> **Set of tasks**
(1) Summarize the EMC text in two sentences.
(2) In the EMC text, what immunity target is given for critical systems?
(3) Continue the EMC text from where it stops.

> **Quoted text**
━━━━━━━━

Applied standards should be listed in "EMC Requirements Matrix" document and limit values for each standard (radiated, conducted, harmonic, flicker) should be documented in technical file.

2. Is EMC test scope and test laboratory selection made?​

Scope of tests to be applied for the product and laboratories to perform them should be selected at early stage.

• Accredited laboratories (ISO/IEC 17025) should be preferred
• Test scope: Radiated Emission (30 MHz–6 GHz), Conducted Emission (150 kHz–30 MHz), ESD Immunity (±8 kV air, ±4 kV contact), EFT/Burst, Surge, Dips, Conducted Immunity, Radiated Immunity
• Pre-scan plan (early prototype tests) should be prepared, critical frequency ranges should be determined
• Test laboratory should share test setup with manufacturer; cable routings, power supply types, and test modes should be defined

3. Is EMC/EMI plan created during design phase?​

EMC/EMI plan to be applied in each design cycle should be prepared and integrated into design verification plan (DVP&R). Plan content:

• Measurement target ranges: 30 MHz–6 GHz, if required 9 kHz lower band (conducted)
• Emission limits: CISPR Class A/B limit values (e.g., 40 dBµV/m @ 3 m)
• Immunity target: 3 V/m (general industrial), 10 V/m (critical systems)

━━━━━━━━

> **Given information**
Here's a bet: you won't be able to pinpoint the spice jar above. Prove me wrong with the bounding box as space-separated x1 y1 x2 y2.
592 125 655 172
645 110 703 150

━━━━━━━━

> **The results**
(1) Applied standards should be listed in an "EMC Requirements Matrix" document, and the test scope and laboratories (preferably ISO/IEC 17025 accredited) should be selected early, with a pre-scan plan and a test setup defined together with the laboratory. An EMC/EMI plan should also be prepared for each design cycle and integrated into the design verification plan (DVP&R), covering measurement ranges, emission limits and immunity targets.

(2) 10 V/m.

(3)
• Design-level targets: 40 dB EMI suppression at power input, line filter and ferrite selections, grounding and shielding plan on PCB (GND stitching, copper pour)

Plan should be tracked in project management system under "EMC Control Plan" title.

4. Is EMC responsible / test engineer assigned to project?​

EMC verification should be conducted by an expert who plays an active role throughout the design process, not just in the test phase.

• EMC responsible or test engineer should be assigned at project start
• This person ensures coordination between electrical, mechanical, and software teams
• Responsibilities: conduct EMC design reviews, analyze pre-scan test results, determine EMI/ESD corrective measures, conduct technical communication with laboratory for final test

This role should be clearly defined in "RACI Matrix" in project documents.

Circuit & Layout Measures​

5. Is grounding strategy defined?​

Grounding structure directly affects system EMI performance.

• Analog, digital, and power grounds should be joined from a single point (star topology)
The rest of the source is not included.